** BEGIN Passage **

Export real-time resource and execution metrics from your Cerebrium applications to your existing observability platform. Monitor CPU, memory, GPU usage, request counts, and latency metrics exported by your applications. We support most major monitoring platforms that are OTLP-compatible.
What metrics are exported?
Resource Metrics
| Metric | Type | Unit | Description |
|---|
cerebrium_cpu_utilization_cores | Gauge | cores | CPU cores actively in use per app |
cerebrium_memory_usage_bytes | Gauge | bytes | Memory actively in use per app |
cerebrium_gpu_memory_usage_bytes | Gauge | bytes | GPU VRAM in use per app |
cerebrium_gpu_compute_utilization_percent | Gauge | percent | GPU compute utilization (0-100) per app |
cerebrium_containers_running_count | Gauge | count | Number of running containers per app |
cerebrium_containers_ready_count | Gauge | count | Number of ready containers per app |
Execution Metrics
| Metric | Type | Unit | Description |
|---|
cerebrium_run_execution_time_ms | Histogram | ms | Time spent executing user code |
cerebrium_run_queue_time_ms | Histogram | ms | Time spent waiting in queue |
cerebrium_run_coldstart_time_ms | Histogram | ms | Time for container cold start |
cerebrium_run_response_time_ms | Histogram | ms | Total end-to-end response time |
cerebrium_run_total | Counter | — | Total run count |
cerebrium_run_successes_total | Counter | — | Successful run count |
cerebrium_run_errors_total | Counter | — | Failed run count |
Prometheus metric name mapping: When metrics are ingested by Prometheus
(including Grafana Cloud), OTLP automatically appends unit suffixes to metric
names. Histogram metrics will appear with _milliseconds appended — for
example, cerebrium_run_execution_time_ms becomes
cerebrium_run_execution_time_ms_milliseconds_bucket, _count, and _sum.

** END Passage **
** BEGIN Stored records **

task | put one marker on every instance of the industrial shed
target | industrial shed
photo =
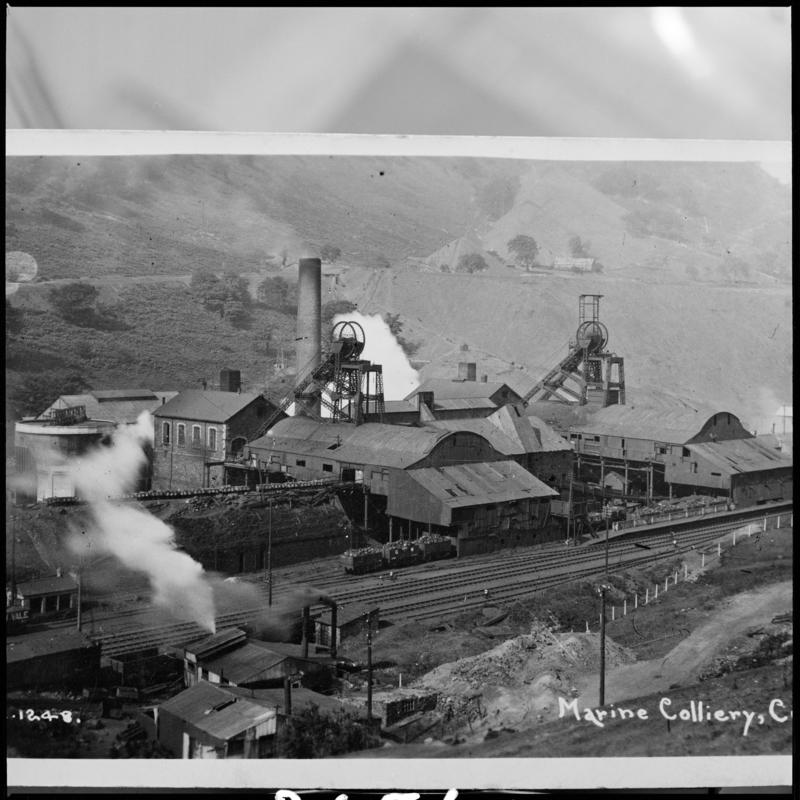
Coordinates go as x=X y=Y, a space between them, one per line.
x=207 y=721
x=229 y=657
x=484 y=505
x=749 y=471
x=46 y=660
x=526 y=439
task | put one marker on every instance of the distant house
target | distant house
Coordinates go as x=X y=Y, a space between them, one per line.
x=574 y=264
x=351 y=619
x=206 y=721
x=199 y=431
x=226 y=722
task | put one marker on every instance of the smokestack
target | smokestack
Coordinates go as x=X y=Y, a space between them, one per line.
x=309 y=319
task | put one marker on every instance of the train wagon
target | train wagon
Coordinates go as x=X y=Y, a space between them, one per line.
x=362 y=560
x=401 y=554
x=434 y=546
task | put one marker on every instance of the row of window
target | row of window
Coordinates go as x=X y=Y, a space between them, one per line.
x=197 y=435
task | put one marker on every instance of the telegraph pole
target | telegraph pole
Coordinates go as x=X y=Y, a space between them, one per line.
x=602 y=692
x=269 y=556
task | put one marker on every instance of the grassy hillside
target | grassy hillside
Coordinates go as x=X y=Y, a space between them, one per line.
x=696 y=265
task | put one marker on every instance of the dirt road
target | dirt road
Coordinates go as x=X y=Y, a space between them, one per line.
x=683 y=663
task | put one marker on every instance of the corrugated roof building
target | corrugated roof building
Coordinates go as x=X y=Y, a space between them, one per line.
x=199 y=431
x=749 y=471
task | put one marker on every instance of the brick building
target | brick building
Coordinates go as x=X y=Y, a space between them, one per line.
x=199 y=431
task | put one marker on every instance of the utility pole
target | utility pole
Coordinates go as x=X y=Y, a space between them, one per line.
x=269 y=556
x=369 y=668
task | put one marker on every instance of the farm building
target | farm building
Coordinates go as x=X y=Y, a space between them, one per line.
x=199 y=432
x=71 y=426
x=749 y=471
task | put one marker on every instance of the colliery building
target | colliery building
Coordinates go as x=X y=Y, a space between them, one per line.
x=418 y=479
x=199 y=431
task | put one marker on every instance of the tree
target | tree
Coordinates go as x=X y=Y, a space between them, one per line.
x=579 y=248
x=74 y=301
x=330 y=253
x=471 y=262
x=524 y=249
x=312 y=735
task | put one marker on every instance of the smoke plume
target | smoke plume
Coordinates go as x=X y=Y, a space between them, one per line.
x=137 y=539
x=381 y=347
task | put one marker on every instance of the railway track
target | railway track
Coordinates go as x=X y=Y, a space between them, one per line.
x=446 y=587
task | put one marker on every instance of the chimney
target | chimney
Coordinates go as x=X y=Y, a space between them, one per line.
x=308 y=342
x=467 y=370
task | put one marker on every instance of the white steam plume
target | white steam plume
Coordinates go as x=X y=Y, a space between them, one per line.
x=381 y=347
x=139 y=540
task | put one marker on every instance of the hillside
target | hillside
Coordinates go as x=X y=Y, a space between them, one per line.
x=696 y=266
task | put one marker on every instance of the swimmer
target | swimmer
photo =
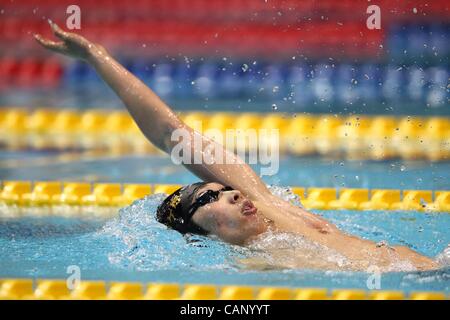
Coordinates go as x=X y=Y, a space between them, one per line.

** END Stored records **

# Short problem:
From the passage on exporting Cerebrium metrics, extract the text from "Export real-time resource" up to and including "that are OTLP-compatible.", copying it word for word.

# Answer below:
Export real-time resource and execution metrics from your Cerebrium applications to your existing observability platform. Monitor CPU, memory, GPU usage, request counts, and latency metrics exported by your applications. We support most major monitoring platforms that are OTLP-compatible.